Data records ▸
----

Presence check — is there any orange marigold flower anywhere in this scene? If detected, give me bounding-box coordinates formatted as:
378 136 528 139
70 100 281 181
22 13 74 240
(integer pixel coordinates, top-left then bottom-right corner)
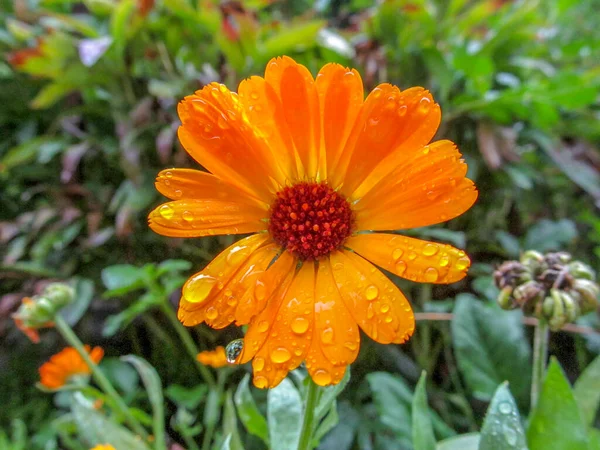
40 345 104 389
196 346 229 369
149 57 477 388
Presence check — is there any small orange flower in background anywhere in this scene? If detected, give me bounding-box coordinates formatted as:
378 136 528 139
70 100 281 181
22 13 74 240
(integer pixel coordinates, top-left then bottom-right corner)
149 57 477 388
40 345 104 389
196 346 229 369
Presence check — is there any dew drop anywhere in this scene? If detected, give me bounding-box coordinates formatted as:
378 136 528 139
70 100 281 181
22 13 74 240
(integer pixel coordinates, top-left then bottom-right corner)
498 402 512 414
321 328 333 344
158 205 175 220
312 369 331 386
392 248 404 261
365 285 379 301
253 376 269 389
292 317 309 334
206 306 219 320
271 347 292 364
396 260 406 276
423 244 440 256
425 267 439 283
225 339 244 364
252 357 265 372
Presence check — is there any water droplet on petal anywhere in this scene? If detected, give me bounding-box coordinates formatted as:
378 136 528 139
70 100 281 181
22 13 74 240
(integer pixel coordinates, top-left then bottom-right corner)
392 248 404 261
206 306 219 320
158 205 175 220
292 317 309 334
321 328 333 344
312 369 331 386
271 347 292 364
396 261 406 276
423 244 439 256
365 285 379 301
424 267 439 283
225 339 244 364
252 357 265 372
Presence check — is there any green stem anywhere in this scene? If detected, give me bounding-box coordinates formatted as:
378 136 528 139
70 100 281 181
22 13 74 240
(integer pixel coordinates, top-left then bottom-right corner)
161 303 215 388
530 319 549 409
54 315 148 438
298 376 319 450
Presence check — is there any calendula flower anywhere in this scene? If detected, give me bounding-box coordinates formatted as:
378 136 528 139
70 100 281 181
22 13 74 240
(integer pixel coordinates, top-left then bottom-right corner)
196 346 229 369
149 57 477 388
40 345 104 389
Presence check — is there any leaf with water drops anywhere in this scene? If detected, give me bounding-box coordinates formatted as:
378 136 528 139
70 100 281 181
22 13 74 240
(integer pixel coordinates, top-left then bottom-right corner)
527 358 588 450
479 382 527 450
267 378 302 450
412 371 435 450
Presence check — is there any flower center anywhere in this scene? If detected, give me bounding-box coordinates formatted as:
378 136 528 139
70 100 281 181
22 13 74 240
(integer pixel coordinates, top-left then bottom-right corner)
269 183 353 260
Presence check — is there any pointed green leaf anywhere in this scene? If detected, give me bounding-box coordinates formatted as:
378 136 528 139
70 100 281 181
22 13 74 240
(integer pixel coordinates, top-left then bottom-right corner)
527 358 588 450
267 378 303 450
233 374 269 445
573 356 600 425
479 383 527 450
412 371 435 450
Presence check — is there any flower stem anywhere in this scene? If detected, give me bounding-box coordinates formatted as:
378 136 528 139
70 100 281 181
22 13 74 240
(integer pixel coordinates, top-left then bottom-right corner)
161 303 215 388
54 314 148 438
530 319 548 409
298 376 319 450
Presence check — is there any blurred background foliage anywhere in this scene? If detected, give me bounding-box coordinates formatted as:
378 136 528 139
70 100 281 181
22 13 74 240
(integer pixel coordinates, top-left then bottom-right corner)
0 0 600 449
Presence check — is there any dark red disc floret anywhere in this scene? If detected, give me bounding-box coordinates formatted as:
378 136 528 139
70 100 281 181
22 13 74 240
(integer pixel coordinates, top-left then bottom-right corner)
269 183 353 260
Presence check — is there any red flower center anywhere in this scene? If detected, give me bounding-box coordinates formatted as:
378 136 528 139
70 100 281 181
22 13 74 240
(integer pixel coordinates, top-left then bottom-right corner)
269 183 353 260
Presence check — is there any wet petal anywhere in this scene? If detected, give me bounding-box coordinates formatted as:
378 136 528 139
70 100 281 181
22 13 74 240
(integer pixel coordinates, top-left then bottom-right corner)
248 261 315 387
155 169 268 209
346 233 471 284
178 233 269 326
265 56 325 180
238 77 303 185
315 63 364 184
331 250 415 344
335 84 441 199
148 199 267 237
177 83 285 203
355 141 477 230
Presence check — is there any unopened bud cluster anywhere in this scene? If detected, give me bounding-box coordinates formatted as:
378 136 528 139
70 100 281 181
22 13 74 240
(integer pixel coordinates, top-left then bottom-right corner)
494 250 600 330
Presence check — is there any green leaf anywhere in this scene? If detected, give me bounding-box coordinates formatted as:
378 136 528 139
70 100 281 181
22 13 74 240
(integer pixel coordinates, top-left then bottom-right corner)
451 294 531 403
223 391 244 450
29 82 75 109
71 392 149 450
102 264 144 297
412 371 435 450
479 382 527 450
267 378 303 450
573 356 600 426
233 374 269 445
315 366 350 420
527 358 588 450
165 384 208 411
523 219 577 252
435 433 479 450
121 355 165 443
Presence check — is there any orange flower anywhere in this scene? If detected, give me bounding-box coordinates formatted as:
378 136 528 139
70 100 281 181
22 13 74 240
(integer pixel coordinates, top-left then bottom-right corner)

----

REQUIRED WORK ▸ Rewrite all the items above, changing "Presence check" to "Detection check" everywhere and keeping everything else the same. Leave the pictures out.

TASK SOLUTION ▸
Detection check — is there any orange marigold flower anywhere in this scene? If detected, give me bounding-box coordinates formatted as:
378 136 528 139
70 100 281 181
22 13 74 240
(integer pixel coordinates, top-left then bottom-right corner)
40 345 104 389
196 346 229 369
149 57 477 388
Detection check — is there any small orange flower in background anywhere in this scene? If detected, give me bounding-box coordinates formatted as:
378 136 528 139
70 100 281 181
22 13 74 240
(integer pixel coordinates, top-left then bottom-right corner)
149 57 477 388
40 345 104 389
196 346 229 369
Detection check — is there any dew drop anywhere in this scene? If detected, give me bounding-box coordinates formatted as:
378 136 528 139
70 100 281 181
22 13 74 240
(integer pixel coordinates, top-left then bottom-right corner)
498 402 512 414
321 328 333 344
158 205 175 220
312 369 331 386
392 248 404 261
365 285 379 301
253 376 269 389
292 317 309 334
206 306 219 320
271 347 292 364
396 260 406 276
423 244 440 256
425 267 439 283
225 339 244 364
252 357 265 372
Detection check — is there any water droplet on petal anywhere in this scene? If detected, give me bounding-box coordinates formatted as:
378 136 528 139
70 100 281 181
22 13 74 240
(integer pixel coordinates, top-left then bottom-right corner)
392 248 404 261
206 306 219 320
158 205 175 220
292 317 309 334
321 328 333 344
312 369 331 386
271 347 292 364
396 261 406 276
423 244 439 256
365 285 379 301
424 267 439 283
225 339 244 364
252 357 265 372
Detection check — is there any green stem anywhere in this scene? If detected, give me bounding-box coordinates formatted as:
378 136 528 139
70 100 281 181
22 13 74 240
(integer pixel coordinates, top-left then bottom-right corner)
161 303 215 388
530 319 549 409
54 315 148 438
298 376 319 450
Detection check — is there any calendula flower anywhere in this scene? If detected, give me bounding-box coordinates formatted as:
378 136 528 139
70 100 281 181
22 13 74 240
(integer pixel coordinates, top-left then bottom-right corner)
196 346 229 369
149 57 477 388
40 345 104 389
Detection check — is there any leaf with water drops anywhere in this scene? If detected, give me bounding-box coordinates formatted as:
378 136 528 139
70 100 281 181
22 13 74 240
(integer pixel coordinates, top-left then bottom-right corner)
527 358 588 450
479 382 527 450
267 378 302 450
412 371 435 450
Detection check — is there any flower center anywhere in this scene? If detected, give me bounding-box coordinates formatted as:
378 136 528 139
70 100 281 181
22 13 74 240
(integer pixel coordinates, top-left then bottom-right corner)
269 183 353 260
Detection check — is there any pointed green leaf anywhere in this scene? If detected, give me bounding-box coordinates formatted as:
378 136 528 139
70 100 281 181
22 13 74 240
(integer pixel coordinates, top-left then bottom-right corner)
527 358 588 450
267 378 303 450
233 374 269 445
573 356 600 425
479 383 527 450
412 371 435 450
Detection check — is there any flower stem anywhere in this scene? If detected, give me bounding-box coordinates formatted as:
378 136 528 139
70 100 281 181
22 13 74 240
(integer pixel coordinates, top-left then bottom-right corner)
161 303 215 388
54 314 148 438
530 319 548 409
298 376 319 450
Detection check — is there any blurred background foliage anywhere in this scene? If detected, give me bounding-box coordinates formatted as:
378 136 528 139
70 100 281 181
22 13 74 240
(integer pixel coordinates, top-left then bottom-right corner)
0 0 600 449
Detection check — is there any dark red disc floret anywhere in this scene? If detected, give me bounding-box coordinates formatted as:
378 136 528 139
70 100 281 181
22 13 74 240
(integer pixel coordinates, top-left then bottom-right corner)
269 183 353 260
Detection check — is there any red flower center anywhere in this scene? If detected, give me bounding-box coordinates formatted as:
378 136 528 139
70 100 281 181
22 13 74 240
(integer pixel coordinates, top-left then bottom-right corner)
269 183 353 260
Detection check — is there any wet petal anywhere in this scene? If detected, give me bounding-box coordinates formatted as:
378 136 528 139
70 100 281 181
22 13 74 240
(integer pixel coordinates, top-left then bottom-right corner)
248 261 315 387
155 169 268 209
346 233 471 284
178 233 269 326
265 56 325 180
238 77 303 185
315 63 364 184
331 250 415 344
335 84 441 199
148 199 267 237
177 83 285 203
355 141 477 230
Detection check — is there any unopened bud cluster anywhere in this scene? If detected, give me bounding-box coordinates formatted as:
378 136 528 139
70 100 281 181
22 13 74 240
(integer pixel coordinates, top-left then bottom-right corner)
494 250 600 330
Detection check — is there any green leaf anywhere in this scene? If detected, give me bounding-box coordinates formatted as:
378 136 528 139
70 100 281 181
22 13 74 240
(integer pixel coordinates, top-left then bottom-right corner)
451 294 531 403
223 391 244 450
29 82 75 109
71 392 149 450
102 264 144 297
412 371 435 450
479 382 527 450
267 378 303 450
573 356 600 426
233 374 269 445
315 366 350 420
527 358 588 450
165 384 208 411
523 219 577 252
435 433 479 450
121 355 165 443
Detection check — is there any orange flower anywhere in this scene? If detected, give me bounding-box coordinates formatted as:
378 136 528 139
70 100 281 181
22 13 74 240
(integer pixel coordinates, top-left then bottom-right corner)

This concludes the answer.